Start EXTRACT TO READ

Analysis on JDK-8022321 java/lang/ref/OOMEInReferenceHandler.java fails intermittently

Peter Levart peter.levart at gmail.com
Tue Jan 21 14:00:26 UTC 2014


Hi, David, Kalyan,

Summing up the discussion, I propose the following patch for 
ReferenceHandler:

http://cr.openjdk.java.net/~plevart/jdk9-dev/OOMEInReferenceHandler/webrev.01/

all 10 java/lang/ref tests pass on my PC (including OOMEInReferenceHandler).

I kindly ask Kalyan to try to re-run the OOMEInReferenceHandler test 
with this code and report any failure.


Thanks, Peter

On 01/21/2014 08:57 AM, David Holmes wrote:
> On 21/01/2014 4:54 PM, Peter Levart wrote:
>>
>> On 01/21/2014 03:22 AM, David Holmes wrote:
>>> Hi Peter,
>>>
>>> I do not see Cleaner being loaded prior to the main class on either
>>> Windows or Linux. Which platform are you on? Did you see it loaded
>>> before the main class or as part of executing it?
>>
>> Before. The main class is empty:
>>
>> public class Test { public static void main(String... a) {} }
>>
>> Here's last few lines of -verbose:class:
>>
>> [Loaded java.util.TimeZone from
>> /home/peter/Apps64/jdk1.8.0-ea-b121/jre/lib/rt.jar]
>> [Loaded sun.util.calendar.ZoneInfo from
>> /home/peter/Apps64/jdk1.8.0-ea-b121/jre/lib/rt.jar]
>> [Loaded sun.util.calendar.ZoneInfoFile from
>> /home/peter/Apps64/jdk1.8.0-ea-b121/jre/lib/rt.jar]
>> [Loaded sun.util.calendar.ZoneInfoFile$1 from
>> /home/peter/Apps64/jdk1.8.0-ea-b121/jre/lib/rt.jar]
>> [Loaded java.io.DataInput from
>> /home/peter/Apps64/jdk1.8.0-ea-b121/jre/lib/rt.jar]
>> [Loaded java.io.DataInputStream from
>> /home/peter/Apps64/jdk1.8.0-ea-b121/jre/lib/rt.jar]
>> *[Loaded sun.misc.Cleaner from
>> /home/peter/Apps64/jdk1.8.0-ea-b121/jre/lib/rt.jar]*
>
> Curious. I wonder what the controlling factor is ??

End EXTRACT TO READ
Start LISTED RECORDS

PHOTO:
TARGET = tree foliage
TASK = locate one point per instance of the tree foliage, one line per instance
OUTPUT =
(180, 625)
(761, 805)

End LISTED RECORDS

§ JOB 1:
Please answer these about the mailing-list message:
(a) How many java/lang/ref tests pass on the writer's PC?
(b) On which two platforms does David Holmes say he does not see Cleaner loaded before the main class?
(c) Which class appears in bold at the end of the -verbose:class output?
§ JOB 2: Update a passage of the mailing-list message, replacing "PC" with "laptop". Begin at the words "Analysis on JDK-8022321" and stop after "PC (including OOMEInReferenceHandler).".

§ EXPECTED OUTPUT 1:
(a) All 10.
(b) Windows and Linux.
(c) sun.misc.Cleaner.

§ EXPECTED OUTPUT 2:
Analysis on JDK-8022321 java/lang/ref/OOMEInReferenceHandler.java fails intermittently

Peter Levart peter.levart at gmail.com
Tue Jan 21 14:00:26 UTC 2014


Hi, David, Kalyan,

Summing up the discussion, I propose the following patch for 
ReferenceHandler:

http://cr.openjdk.java.net/~plevart/jdk9-dev/OOMEInReferenceHandler/webrev.01/

all 10 java/lang/ref tests pass on my laptop (including OOMEInReferenceHandler).